─── TEXT SHOWN ───

A man with discoloured skin — dying alone in a shack of Aids — speaks volumes about conditions in Blikkiesdorp, described as a ”dumping ground” for unwanted people in Cape Town.
Set up in the Cape Flats settlement of Delft, primarily to stifle illegal invasions of newly constructed houses in the N2 Gateway Project, it has seen the resettlement of other people who have been relocated or evicted, including squatters ousted from Salt River’s derelict Junction Hotel.
Tensions were stirred when refugees displaced by xenophobic violence and held at the Blue Waters refugee camp were recently moved to the site.
The city’s official name for Blikkiesdorp — named after its 1 300 3m x 6m zinc structures — is the Symphony Way Temporary Relocation Area. It is a deceptively soothing name for a sink of poverty, crime and disease.
According to city spokesperson Kylie Hatton, it is one of the Cape Town’s 223 informal settlements. Costing taxpayers R32-million to construct, Hatton said it is expected to grow to about 1 600 structures with a population of about 5 000.
She strenuously denied that it is a depository for the unwanted, saying ”it compares extremely favourably with all the other [settlements] with respect to services, shelter, environment and density”.
”It’s an emergency area in terms of a national housing programme for people in emergency living conditions.”

───

### [HOW TO COMPLETE THIS TASK]
Extend the article about Blikkiesdorp, picking up right after its final sentence.

─── DATASET CONTENT ───

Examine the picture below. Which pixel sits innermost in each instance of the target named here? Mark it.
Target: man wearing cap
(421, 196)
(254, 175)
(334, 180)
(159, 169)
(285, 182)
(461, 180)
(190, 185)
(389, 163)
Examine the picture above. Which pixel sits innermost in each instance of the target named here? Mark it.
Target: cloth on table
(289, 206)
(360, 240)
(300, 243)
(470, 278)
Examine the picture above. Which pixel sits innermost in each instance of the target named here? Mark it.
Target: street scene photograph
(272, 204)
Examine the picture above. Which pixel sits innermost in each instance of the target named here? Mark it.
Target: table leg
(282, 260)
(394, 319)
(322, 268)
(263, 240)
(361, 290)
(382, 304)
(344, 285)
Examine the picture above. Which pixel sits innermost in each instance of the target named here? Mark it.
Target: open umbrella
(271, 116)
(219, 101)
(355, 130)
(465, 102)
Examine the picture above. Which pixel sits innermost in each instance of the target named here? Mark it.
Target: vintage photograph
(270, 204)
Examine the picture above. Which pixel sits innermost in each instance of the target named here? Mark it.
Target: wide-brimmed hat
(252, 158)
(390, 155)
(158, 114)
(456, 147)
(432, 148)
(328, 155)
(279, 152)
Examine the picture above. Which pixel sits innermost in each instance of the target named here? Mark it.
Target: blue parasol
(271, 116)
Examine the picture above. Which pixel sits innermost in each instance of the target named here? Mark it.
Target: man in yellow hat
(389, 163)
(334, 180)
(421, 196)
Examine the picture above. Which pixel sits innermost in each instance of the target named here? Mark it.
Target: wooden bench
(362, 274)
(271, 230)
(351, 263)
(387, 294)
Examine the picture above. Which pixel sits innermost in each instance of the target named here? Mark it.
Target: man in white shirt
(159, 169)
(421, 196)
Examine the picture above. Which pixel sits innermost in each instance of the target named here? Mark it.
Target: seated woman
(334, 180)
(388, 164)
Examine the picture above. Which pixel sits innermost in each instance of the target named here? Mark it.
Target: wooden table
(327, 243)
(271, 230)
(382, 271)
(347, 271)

───

### [RESULT OF THIS TASK]
But Warda Jina, among Blikkiesdorp’s first residents, disagrees. ”This is just our dumping ground. It was a bad idea to expand the place and it’s getting worse.
”The government said it was temporary accommodation and we’d be moved to houses. They’re lying. We don’t know how long we’re going to live here — maybe 20 years.”
Ironically, the shack-dwellers initially faced threats from others who are even less fortunate who wanted to move into their structures.
”The refugees now have what others want. The same thing happened to us. People would bang on our windows and threaten to throw us out.”
Jina said the refugees have been moved to a place of ”crime and drugs next to the bush of evil” — a reference to the vast shrub-covered area surrounding Blikkiesdorp, where she and a friend stumbled across a murdered child’s body.
Blikkiesdorp resident Samsam Ahmad, a Somali refugee who has two small children, has warned other refugees still living in Blue Waters that Blikkiesdorp is not a safe alternative. She fears death and cannot sleep.
”We were told we’re going to get protection but our lives are in danger. Every night people knock on our doors and say they want to burn us. My children’s lives are at risk. We don’t sleep at night and don’t know how long we will stay here,” says Ahmad.
Eddie Swartz, one of 18 members of the community committee, told the Mail & Guardian that at least 2 500 residents that need medical care and ”most of them are HIV-positive”. Swartz also chairs the health committee.
”Things are very critical. Patients get anti-retroviral drugs from the Delft clinic but they don’t have food. We have some help from NGOs but we need a container with 24-hour healthcare. Patients will die if there’s no ambulance to fetch them,” said Swartz.
”We also have a TB problem. We have only three health volunteers. We know we’re not going to get houses but we can’t die here. We’re not animals.”
Charlene May, a Legal Resources Centre attorney, said the LRC was preparing do legal battle with thecity, which is seeking an order to evict about 300 refugees still at Blue Waters.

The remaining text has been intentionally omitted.